How to complete this task:
The pictures must be left out, while the rest of the data is copied exactly.

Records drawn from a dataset
╔══

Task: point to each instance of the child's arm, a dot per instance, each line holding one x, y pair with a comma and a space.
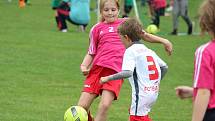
120, 75
156, 39
86, 64
200, 104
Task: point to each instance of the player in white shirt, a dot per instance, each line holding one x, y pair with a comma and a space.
142, 67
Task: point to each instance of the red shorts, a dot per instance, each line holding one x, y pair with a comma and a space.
140, 118
92, 82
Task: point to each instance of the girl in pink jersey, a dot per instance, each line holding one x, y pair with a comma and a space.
104, 57
203, 90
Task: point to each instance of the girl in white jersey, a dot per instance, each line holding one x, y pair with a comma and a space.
203, 90
104, 57
143, 68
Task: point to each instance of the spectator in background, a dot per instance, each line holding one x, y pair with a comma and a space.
22, 3
76, 12
180, 8
55, 4
203, 90
127, 6
157, 9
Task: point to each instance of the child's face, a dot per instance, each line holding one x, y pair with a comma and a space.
126, 41
110, 11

╚══

Reply to the task:
Task: point to each instance of the child's arm, a dot per instance, each line holding one x, y pair with a comma and a space.
120, 75
156, 39
86, 64
200, 104
Task: point to each instance of the player in white shirt, a dot per instance, each line holding one x, y pair with a comma and a space.
142, 67
Task: point to each instance of the red shorts, a dot per instance, each line holding one x, y pair with a comma and a space.
140, 118
92, 82
Task: point to each instance of the girl in pink jersey, a dot per instance, each line holding one x, y pair with a comma and a space.
104, 57
203, 90
Task: point to each instance of the girl in white jersey, a dot per instance, each line holding one x, y pair with a comma and a space.
203, 90
104, 57
143, 68
Task: point to each instance of the spectator in background, a dot per instance, each line holding one x, y pair with a comma and a space.
22, 3
76, 12
180, 8
55, 4
203, 90
127, 6
157, 9
Task: point to each instance of the child's face, a dot per instance, each line holding one x, y pair with a comma and a space.
126, 41
110, 11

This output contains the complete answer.